In this trendy resort town that worships fast-buck heroes, be they smugglers or Hemingways, Mel Fisher is loved for the Big Score.

And he's only just begun to count the take: 1,028 silver bars, 7,175 ounces of gold, bedazzling emeralds, fat treasure chests bursting with 255,000 coins, gleaming gold bars -- $400 million in loot off one Spanish ghost galleon, the richest treasure ship of all time.

Fisher went hunting the legendary Nuestra Sen ora de Atocha 16 years back. Ten days ago he found her. "I figured it might take me five or six weeks, not 16 years," laughed the 6-foot-5 ex-chicken farmer, now a potbellied Indiana Jones of the Deep.

Just days after his divers had found the 1622 treasure ship that went down in a killer hurricane, Fisher wandered about his favorite pub as if in a daze, a $10,000 gold doubloon about his neck, rum and Coke in hand -- a 62-year-old man chasing every little boy's dream.

At Two Friends, his hangout bar, employes and locals crowded the piano belting, "We're in the Money."

:: Supplied records ::
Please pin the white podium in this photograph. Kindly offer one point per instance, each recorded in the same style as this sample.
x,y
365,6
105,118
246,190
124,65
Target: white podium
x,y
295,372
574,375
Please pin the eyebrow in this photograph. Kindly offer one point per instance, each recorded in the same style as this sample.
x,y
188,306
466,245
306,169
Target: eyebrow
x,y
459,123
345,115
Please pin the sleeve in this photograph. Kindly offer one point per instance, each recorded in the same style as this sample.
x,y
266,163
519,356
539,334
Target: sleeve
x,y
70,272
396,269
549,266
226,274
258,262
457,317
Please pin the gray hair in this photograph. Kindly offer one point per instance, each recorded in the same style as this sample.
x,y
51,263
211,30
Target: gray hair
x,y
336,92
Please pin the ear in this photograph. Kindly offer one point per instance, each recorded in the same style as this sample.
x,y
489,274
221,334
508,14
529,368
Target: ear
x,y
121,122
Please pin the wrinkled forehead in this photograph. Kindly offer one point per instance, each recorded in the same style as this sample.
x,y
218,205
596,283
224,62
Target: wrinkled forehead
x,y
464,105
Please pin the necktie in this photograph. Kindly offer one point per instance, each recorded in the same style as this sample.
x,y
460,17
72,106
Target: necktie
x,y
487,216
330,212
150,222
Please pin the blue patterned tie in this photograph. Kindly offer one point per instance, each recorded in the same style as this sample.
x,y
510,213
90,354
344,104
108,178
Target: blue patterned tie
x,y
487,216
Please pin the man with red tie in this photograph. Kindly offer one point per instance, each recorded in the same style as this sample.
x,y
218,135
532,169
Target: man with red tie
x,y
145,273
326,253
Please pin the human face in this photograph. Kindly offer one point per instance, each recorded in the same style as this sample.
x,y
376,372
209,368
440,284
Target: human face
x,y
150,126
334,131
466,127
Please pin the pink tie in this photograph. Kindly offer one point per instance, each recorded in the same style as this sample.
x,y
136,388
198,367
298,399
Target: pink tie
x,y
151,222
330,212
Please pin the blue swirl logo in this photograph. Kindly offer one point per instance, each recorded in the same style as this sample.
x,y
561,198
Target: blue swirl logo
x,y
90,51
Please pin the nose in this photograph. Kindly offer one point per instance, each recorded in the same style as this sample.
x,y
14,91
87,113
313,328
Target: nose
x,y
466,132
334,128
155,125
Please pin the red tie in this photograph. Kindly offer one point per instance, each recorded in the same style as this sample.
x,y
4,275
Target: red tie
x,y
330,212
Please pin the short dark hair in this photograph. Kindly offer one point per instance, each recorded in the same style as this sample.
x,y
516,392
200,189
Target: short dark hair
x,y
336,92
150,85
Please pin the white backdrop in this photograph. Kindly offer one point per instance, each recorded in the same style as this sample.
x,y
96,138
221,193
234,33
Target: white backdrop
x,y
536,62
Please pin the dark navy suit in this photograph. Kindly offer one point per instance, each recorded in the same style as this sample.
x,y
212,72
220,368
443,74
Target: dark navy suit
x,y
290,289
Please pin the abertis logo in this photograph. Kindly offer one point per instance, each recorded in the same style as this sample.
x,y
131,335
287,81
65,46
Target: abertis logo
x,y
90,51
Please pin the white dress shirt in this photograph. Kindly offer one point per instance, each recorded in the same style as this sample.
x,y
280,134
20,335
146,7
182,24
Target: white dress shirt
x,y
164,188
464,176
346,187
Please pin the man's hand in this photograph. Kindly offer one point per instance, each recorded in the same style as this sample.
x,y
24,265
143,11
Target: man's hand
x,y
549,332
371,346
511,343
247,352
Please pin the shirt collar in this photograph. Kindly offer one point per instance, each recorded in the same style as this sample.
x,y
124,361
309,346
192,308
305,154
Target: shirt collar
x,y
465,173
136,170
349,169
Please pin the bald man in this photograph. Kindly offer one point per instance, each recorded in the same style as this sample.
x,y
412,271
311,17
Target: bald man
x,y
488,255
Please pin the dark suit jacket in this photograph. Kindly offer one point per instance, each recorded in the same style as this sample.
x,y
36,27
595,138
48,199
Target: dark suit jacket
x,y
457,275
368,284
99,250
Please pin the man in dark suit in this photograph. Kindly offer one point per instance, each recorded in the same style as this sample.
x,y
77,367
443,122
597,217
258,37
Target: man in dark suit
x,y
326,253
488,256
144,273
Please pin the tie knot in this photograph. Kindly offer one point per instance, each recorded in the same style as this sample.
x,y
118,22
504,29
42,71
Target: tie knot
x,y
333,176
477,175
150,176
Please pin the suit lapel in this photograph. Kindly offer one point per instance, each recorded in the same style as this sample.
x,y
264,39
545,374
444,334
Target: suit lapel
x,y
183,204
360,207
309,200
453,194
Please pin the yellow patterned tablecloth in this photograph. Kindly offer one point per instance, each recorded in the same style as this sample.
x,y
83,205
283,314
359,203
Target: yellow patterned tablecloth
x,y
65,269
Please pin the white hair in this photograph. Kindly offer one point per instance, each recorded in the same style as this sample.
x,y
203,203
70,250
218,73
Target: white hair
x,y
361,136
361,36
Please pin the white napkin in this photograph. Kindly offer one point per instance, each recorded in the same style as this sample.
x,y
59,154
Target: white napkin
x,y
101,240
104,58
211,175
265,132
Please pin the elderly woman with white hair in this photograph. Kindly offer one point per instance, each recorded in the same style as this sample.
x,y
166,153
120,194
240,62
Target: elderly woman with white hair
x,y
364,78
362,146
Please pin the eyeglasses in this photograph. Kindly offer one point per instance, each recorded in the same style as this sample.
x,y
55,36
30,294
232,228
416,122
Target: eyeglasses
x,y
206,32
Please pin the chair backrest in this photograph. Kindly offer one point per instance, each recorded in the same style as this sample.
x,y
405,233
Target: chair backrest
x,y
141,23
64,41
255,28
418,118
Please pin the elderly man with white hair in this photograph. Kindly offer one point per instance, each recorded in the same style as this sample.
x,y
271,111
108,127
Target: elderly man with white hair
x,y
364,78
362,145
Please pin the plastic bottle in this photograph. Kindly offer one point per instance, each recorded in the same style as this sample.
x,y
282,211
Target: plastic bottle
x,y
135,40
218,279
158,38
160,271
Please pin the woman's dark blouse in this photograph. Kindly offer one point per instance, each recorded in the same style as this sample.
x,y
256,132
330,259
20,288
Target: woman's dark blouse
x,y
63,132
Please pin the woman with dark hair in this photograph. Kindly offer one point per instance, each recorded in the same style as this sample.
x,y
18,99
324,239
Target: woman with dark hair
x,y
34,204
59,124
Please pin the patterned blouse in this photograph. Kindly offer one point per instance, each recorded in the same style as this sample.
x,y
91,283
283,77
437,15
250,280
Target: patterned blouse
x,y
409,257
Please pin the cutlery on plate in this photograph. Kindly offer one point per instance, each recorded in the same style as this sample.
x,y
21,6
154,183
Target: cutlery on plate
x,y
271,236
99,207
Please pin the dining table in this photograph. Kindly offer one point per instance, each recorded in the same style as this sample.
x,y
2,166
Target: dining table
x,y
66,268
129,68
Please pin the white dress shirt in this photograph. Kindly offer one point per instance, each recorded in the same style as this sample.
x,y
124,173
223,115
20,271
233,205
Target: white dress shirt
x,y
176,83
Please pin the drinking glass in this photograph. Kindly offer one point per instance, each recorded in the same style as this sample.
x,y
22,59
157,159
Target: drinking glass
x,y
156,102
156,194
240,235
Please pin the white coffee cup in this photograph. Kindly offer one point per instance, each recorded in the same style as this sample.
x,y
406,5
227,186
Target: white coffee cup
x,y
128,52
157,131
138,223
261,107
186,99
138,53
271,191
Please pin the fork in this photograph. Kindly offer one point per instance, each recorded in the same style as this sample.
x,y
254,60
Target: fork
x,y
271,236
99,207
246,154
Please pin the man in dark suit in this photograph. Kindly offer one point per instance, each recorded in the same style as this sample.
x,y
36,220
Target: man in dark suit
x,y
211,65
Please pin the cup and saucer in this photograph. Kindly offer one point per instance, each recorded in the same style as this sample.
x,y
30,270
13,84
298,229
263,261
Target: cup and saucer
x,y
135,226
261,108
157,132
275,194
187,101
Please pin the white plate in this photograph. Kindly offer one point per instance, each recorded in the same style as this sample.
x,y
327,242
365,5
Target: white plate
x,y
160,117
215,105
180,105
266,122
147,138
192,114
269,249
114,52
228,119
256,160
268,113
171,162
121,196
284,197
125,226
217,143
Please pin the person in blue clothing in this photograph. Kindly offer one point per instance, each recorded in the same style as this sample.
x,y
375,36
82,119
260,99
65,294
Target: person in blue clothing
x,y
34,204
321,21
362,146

:: Requirements ::
Answer these questions from the treasure-ship article above:
1. How many silver bars are counted in the take?
2. For how many years did Fisher hunt the Atocha?
3. What is the name of Fisher's hangout bar?

:: Solved exercise ::
1. 1,028
2. 16 years
3. Two Friends